#### EXERCISE OBJECTIVE:
Copy every one of the lines below word for word, but leave the pictures out of your copy.

#### Dataset entries:

# # # # #

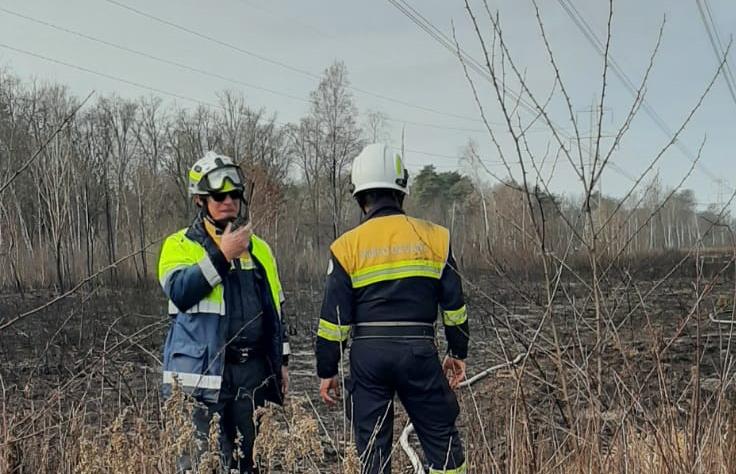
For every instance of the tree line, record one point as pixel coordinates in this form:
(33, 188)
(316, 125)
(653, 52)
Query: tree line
(113, 181)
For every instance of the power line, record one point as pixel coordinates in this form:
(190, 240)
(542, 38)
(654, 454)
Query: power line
(281, 64)
(206, 73)
(157, 90)
(715, 41)
(590, 35)
(439, 36)
(150, 56)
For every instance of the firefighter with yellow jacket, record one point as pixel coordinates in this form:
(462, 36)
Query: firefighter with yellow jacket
(386, 279)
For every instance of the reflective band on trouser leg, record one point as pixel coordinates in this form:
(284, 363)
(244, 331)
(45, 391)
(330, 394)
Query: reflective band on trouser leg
(396, 271)
(455, 317)
(189, 380)
(333, 332)
(458, 470)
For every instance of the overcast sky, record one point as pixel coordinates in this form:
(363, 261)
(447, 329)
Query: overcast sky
(274, 51)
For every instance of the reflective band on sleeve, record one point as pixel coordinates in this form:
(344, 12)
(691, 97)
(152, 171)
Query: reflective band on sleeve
(204, 306)
(458, 470)
(333, 332)
(247, 264)
(396, 271)
(212, 382)
(455, 317)
(209, 271)
(165, 277)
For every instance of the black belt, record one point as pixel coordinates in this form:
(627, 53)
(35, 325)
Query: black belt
(393, 330)
(240, 355)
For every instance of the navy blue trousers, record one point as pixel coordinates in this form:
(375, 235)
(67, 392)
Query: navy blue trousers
(383, 368)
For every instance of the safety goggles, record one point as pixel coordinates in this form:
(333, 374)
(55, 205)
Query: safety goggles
(234, 195)
(216, 178)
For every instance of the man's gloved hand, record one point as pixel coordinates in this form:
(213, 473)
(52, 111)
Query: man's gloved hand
(454, 371)
(325, 387)
(234, 243)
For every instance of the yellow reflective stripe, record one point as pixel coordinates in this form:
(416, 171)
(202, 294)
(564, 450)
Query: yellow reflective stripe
(189, 380)
(262, 252)
(178, 251)
(458, 470)
(455, 317)
(165, 277)
(395, 271)
(247, 264)
(194, 176)
(333, 332)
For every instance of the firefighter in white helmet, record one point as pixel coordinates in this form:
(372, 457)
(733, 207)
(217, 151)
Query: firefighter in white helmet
(386, 279)
(227, 342)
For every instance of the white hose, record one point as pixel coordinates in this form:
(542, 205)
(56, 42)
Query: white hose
(404, 438)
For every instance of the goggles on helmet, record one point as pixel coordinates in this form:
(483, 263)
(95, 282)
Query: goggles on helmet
(215, 179)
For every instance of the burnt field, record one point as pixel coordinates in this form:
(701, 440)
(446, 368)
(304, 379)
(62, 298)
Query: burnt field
(657, 357)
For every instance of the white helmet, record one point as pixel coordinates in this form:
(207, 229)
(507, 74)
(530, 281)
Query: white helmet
(214, 173)
(377, 168)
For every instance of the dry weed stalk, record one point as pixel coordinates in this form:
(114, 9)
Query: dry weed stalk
(289, 446)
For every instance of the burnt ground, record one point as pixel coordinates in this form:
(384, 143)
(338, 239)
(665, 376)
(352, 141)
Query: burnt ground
(101, 347)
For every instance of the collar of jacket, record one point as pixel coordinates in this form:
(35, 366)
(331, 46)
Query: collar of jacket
(386, 207)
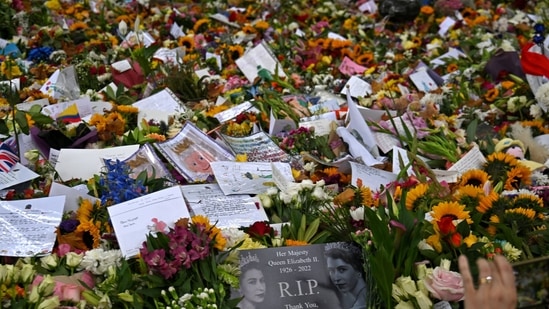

# # # # #

#### COMPLETE RESPONSE:
For every instance of the tree line, record one point as pixel coordinates in this form:
(33, 188)
(316, 125)
(653, 52)
Query: tree line
(113, 181)
For every instance of the power line, record one point as pixel coordinates in this form:
(190, 240)
(542, 38)
(654, 454)
Query: power line
(281, 64)
(206, 73)
(157, 90)
(715, 41)
(590, 35)
(439, 36)
(150, 56)
For every instance of the firefighter with yellow jacket, record one point as pixel coordinates in this form:
(462, 36)
Query: firefighter with yellow jacket
(386, 279)
For every instance of the reflective band on trouser leg, record one point as pixel coordinates in this form:
(284, 363)
(244, 331)
(45, 391)
(330, 394)
Query: reflective band on trouser leg
(396, 271)
(455, 317)
(189, 380)
(333, 332)
(458, 470)
For every instance of the overcast sky, record one point as pixel coordinates in this form:
(363, 261)
(447, 329)
Query: overcast sky
(274, 51)
For every instance of the reflective band on sleeve, record one point as pixel coordinates in this form:
(344, 12)
(691, 97)
(152, 171)
Query: reflective band on sleeve
(204, 306)
(458, 470)
(333, 332)
(247, 264)
(396, 271)
(212, 382)
(455, 317)
(209, 271)
(165, 277)
For every instance of the black belt, record one point as pixel coordinates in this form:
(627, 53)
(35, 325)
Query: black belt
(393, 330)
(240, 355)
For every instance of the navy blue trousers, record one point as pixel coordinates in this form:
(375, 235)
(67, 392)
Query: navy blue trousers
(383, 368)
For every instance of the safety goggles, record one point as pixel coordinates in this form:
(333, 374)
(55, 205)
Query: safety goggles
(234, 195)
(216, 178)
For every instance of the man's gloved hand, record one point as pixel coordinates in this form:
(213, 473)
(52, 111)
Query: man's gloved hand
(454, 371)
(325, 387)
(234, 243)
For every instance of the yellow reflective stripe, record one point as pixel coordinates in this form:
(416, 171)
(202, 294)
(564, 450)
Query: yellow reflective stripe
(189, 380)
(262, 252)
(178, 251)
(458, 470)
(455, 317)
(165, 277)
(395, 271)
(247, 264)
(194, 176)
(333, 332)
For every instance of the firefighter in white helmet, record one point as pixel coordinates in this form:
(372, 457)
(733, 207)
(217, 151)
Query: firefighter in white helmet
(386, 279)
(227, 342)
For every instance of the white hose, record one point as pixel coordinates in this form:
(542, 205)
(56, 42)
Query: white hose
(404, 438)
For every instance of the goggles on helmet, record one point as pixel coordinates in this form:
(483, 263)
(95, 282)
Query: goggles on helmet
(215, 179)
For every instance of the burnt field, record one point as pixel coordinates in this form:
(701, 440)
(446, 368)
(304, 379)
(62, 298)
Query: burnt field
(657, 357)
For every instance of the white helmet, record one point as pixel coordinates in this form:
(207, 229)
(507, 74)
(530, 281)
Query: white helmet
(214, 173)
(377, 168)
For every instance of the dry weed stalk, record one point as pixel coordinates in this form:
(114, 9)
Query: dry weed stalk
(289, 446)
For every instance of the burnt ground, record one point as pixel coordinates in this form:
(384, 143)
(338, 239)
(665, 376)
(352, 141)
Query: burnt ground
(101, 347)
For every instance of the collar of jacket, record one point as pixel coordinates in this form:
(35, 366)
(331, 46)
Query: collar of jacket
(386, 207)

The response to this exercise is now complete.